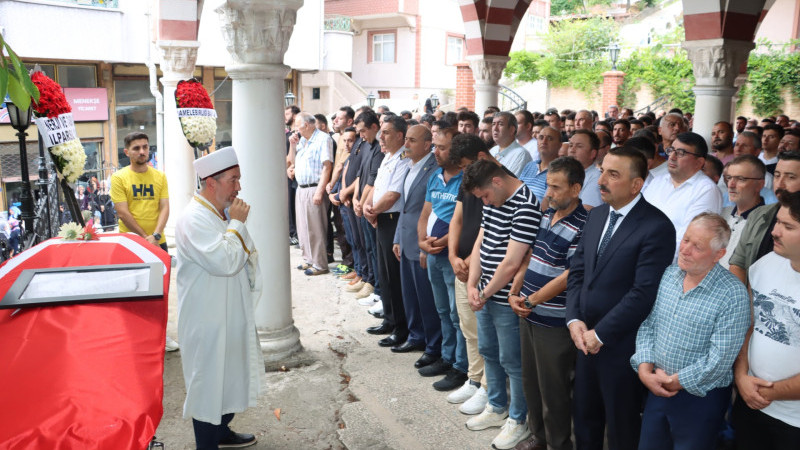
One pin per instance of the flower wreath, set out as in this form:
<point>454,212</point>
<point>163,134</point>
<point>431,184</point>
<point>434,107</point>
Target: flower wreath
<point>53,116</point>
<point>196,113</point>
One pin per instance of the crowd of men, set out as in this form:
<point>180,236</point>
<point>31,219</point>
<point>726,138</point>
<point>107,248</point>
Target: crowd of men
<point>569,275</point>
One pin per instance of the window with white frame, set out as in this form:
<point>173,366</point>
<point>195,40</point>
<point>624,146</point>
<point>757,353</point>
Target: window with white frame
<point>455,50</point>
<point>383,47</point>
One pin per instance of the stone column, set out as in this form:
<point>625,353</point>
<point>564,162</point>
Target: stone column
<point>487,71</point>
<point>177,63</point>
<point>716,64</point>
<point>257,35</point>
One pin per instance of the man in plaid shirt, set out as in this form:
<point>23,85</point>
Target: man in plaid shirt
<point>686,347</point>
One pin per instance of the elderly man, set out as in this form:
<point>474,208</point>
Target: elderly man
<point>218,286</point>
<point>685,191</point>
<point>510,154</point>
<point>311,156</point>
<point>686,347</point>
<point>766,414</point>
<point>538,296</point>
<point>510,222</point>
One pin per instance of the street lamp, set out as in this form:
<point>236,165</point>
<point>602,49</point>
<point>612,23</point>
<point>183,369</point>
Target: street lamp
<point>434,101</point>
<point>289,98</point>
<point>613,51</point>
<point>20,121</point>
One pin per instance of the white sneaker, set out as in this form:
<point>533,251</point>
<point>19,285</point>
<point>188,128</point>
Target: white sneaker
<point>463,393</point>
<point>511,434</point>
<point>369,301</point>
<point>476,403</point>
<point>487,419</point>
<point>172,345</point>
<point>377,308</point>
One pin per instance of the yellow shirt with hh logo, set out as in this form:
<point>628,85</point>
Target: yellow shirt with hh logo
<point>142,192</point>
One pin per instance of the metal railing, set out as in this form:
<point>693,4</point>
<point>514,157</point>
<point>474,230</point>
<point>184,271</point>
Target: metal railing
<point>511,98</point>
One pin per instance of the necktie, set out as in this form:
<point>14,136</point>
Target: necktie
<point>609,232</point>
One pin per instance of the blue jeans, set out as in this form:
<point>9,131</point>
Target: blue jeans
<point>454,347</point>
<point>499,344</point>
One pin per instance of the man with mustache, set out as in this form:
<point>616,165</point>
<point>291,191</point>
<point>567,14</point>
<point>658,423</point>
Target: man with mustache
<point>756,240</point>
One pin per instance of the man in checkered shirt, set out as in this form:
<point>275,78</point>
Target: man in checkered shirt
<point>686,347</point>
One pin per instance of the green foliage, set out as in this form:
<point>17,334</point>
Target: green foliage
<point>575,56</point>
<point>14,79</point>
<point>770,69</point>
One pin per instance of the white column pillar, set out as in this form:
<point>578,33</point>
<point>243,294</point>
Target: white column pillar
<point>257,34</point>
<point>177,63</point>
<point>487,71</point>
<point>716,64</point>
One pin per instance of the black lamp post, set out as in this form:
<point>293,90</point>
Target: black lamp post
<point>20,121</point>
<point>289,99</point>
<point>613,51</point>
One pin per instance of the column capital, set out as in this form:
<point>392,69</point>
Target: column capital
<point>258,32</point>
<point>487,69</point>
<point>716,62</point>
<point>177,59</point>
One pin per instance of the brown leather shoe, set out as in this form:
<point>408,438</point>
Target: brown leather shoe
<point>531,444</point>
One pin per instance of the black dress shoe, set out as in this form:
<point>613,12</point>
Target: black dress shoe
<point>437,368</point>
<point>237,440</point>
<point>425,360</point>
<point>380,329</point>
<point>391,341</point>
<point>407,346</point>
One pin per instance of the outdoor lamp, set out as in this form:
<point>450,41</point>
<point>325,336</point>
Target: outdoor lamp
<point>434,101</point>
<point>289,98</point>
<point>613,51</point>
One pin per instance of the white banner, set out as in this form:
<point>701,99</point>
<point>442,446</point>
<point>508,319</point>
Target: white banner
<point>196,112</point>
<point>57,130</point>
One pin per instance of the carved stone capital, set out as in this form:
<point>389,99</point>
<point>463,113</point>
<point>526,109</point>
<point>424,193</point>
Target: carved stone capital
<point>258,32</point>
<point>488,69</point>
<point>716,62</point>
<point>178,58</point>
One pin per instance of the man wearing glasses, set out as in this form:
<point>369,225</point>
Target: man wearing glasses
<point>684,191</point>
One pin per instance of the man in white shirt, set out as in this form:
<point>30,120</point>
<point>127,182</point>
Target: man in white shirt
<point>685,191</point>
<point>766,414</point>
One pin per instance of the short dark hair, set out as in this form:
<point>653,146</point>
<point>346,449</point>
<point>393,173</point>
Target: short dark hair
<point>480,173</point>
<point>791,201</point>
<point>466,145</point>
<point>569,166</point>
<point>695,140</point>
<point>642,144</point>
<point>594,141</point>
<point>471,116</point>
<point>348,111</point>
<point>752,160</point>
<point>135,136</point>
<point>369,119</point>
<point>636,158</point>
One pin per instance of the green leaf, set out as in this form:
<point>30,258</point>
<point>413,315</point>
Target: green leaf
<point>18,95</point>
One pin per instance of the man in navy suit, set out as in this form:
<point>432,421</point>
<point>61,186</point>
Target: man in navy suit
<point>424,329</point>
<point>613,281</point>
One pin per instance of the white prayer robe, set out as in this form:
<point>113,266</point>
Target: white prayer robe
<point>218,287</point>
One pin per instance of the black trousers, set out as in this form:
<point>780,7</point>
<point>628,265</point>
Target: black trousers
<point>208,436</point>
<point>389,275</point>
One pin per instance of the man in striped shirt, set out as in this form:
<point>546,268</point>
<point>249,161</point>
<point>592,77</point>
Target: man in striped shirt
<point>538,296</point>
<point>510,222</point>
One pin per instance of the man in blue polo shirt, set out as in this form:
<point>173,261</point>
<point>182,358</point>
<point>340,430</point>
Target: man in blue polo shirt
<point>538,297</point>
<point>432,230</point>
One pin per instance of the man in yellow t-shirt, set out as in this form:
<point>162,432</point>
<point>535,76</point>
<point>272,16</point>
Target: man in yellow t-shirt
<point>140,193</point>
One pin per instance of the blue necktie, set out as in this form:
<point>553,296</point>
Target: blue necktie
<point>609,232</point>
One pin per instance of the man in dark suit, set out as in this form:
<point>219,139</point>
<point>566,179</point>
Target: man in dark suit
<point>424,329</point>
<point>613,280</point>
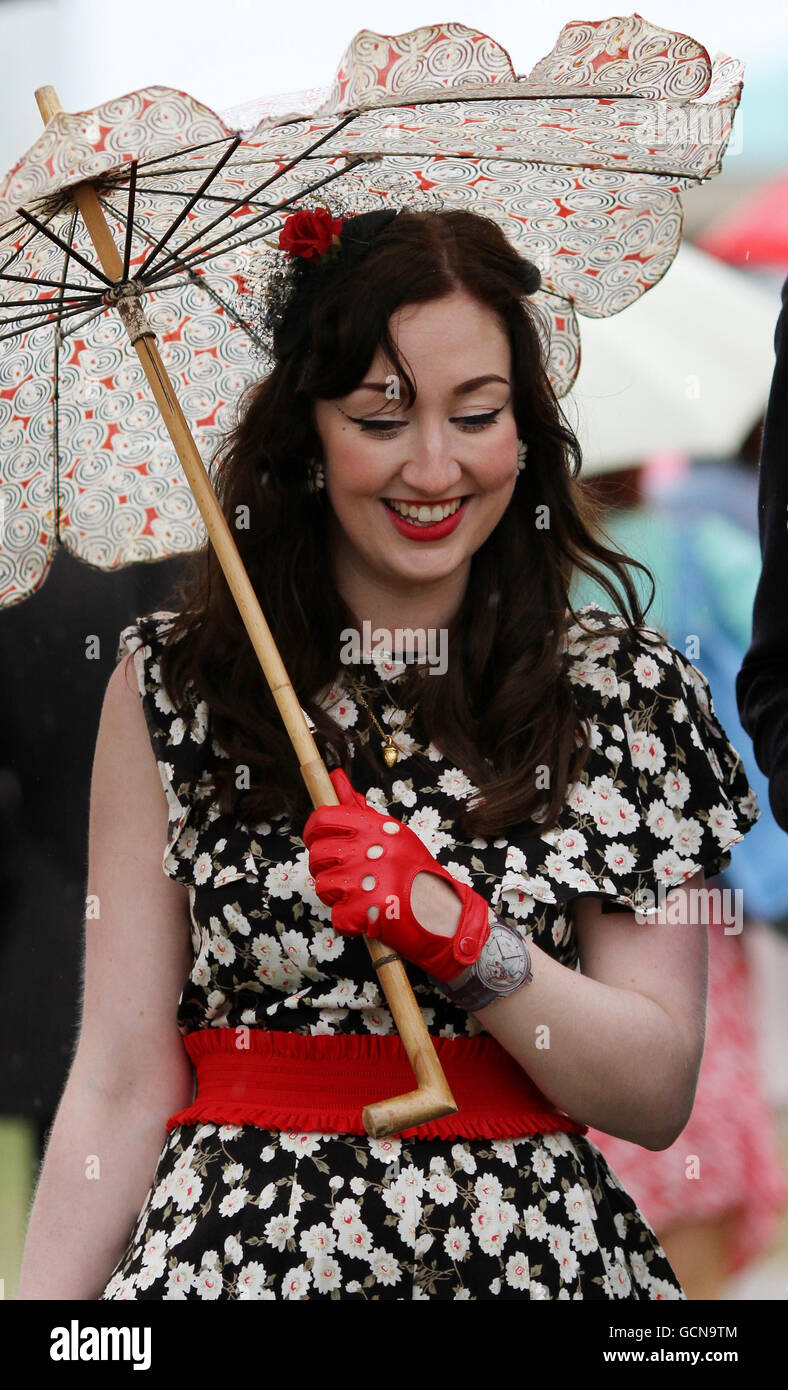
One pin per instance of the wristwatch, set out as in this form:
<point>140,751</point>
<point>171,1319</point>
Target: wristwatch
<point>502,966</point>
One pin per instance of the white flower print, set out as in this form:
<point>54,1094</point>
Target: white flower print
<point>278,1232</point>
<point>209,1282</point>
<point>660,820</point>
<point>544,1164</point>
<point>488,1189</point>
<point>488,1229</point>
<point>517,1275</point>
<point>405,794</point>
<point>619,858</point>
<point>280,880</point>
<point>477,1214</point>
<point>327,1273</point>
<point>534,1223</point>
<point>296,1282</point>
<point>179,1280</point>
<point>503,1148</point>
<point>181,1232</point>
<point>687,837</point>
<point>385,1150</point>
<point>186,844</point>
<point>384,1266</point>
<point>676,787</point>
<point>603,680</point>
<point>234,1250</point>
<point>185,1189</point>
<point>721,823</point>
<point>252,1279</point>
<point>456,1243</point>
<point>617,1276</point>
<point>670,869</point>
<point>232,1201</point>
<point>584,1239</point>
<point>646,672</point>
<point>327,944</point>
<point>580,1204</point>
<point>463,1158</point>
<point>442,1189</point>
<point>646,751</point>
<point>662,1289</point>
<point>455,783</point>
<point>377,799</point>
<point>296,947</point>
<point>235,919</point>
<point>460,873</point>
<point>300,1143</point>
<point>203,869</point>
<point>317,1240</point>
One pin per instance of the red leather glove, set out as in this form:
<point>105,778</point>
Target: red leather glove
<point>360,858</point>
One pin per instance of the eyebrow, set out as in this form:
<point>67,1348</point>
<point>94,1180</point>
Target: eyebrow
<point>463,389</point>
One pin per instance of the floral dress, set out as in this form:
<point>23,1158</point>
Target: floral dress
<point>235,1211</point>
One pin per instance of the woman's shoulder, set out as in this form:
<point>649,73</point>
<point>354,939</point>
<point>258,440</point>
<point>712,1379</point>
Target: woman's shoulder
<point>662,792</point>
<point>612,658</point>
_ _ _ _ _ _ _
# WHAT YOU NEED TO DO
Copy the lines above word for word, beginning at the line that contains "One pin per instance of the short" and ending after the line that contains "<point>135,136</point>".

# RESPONSE TO THIS TASK
One pin per instance of the short dark hair, set out as in this form:
<point>653,146</point>
<point>346,449</point>
<point>393,173</point>
Target: short dark hair
<point>480,173</point>
<point>791,201</point>
<point>466,145</point>
<point>569,166</point>
<point>695,140</point>
<point>642,144</point>
<point>594,141</point>
<point>471,116</point>
<point>348,111</point>
<point>752,160</point>
<point>135,136</point>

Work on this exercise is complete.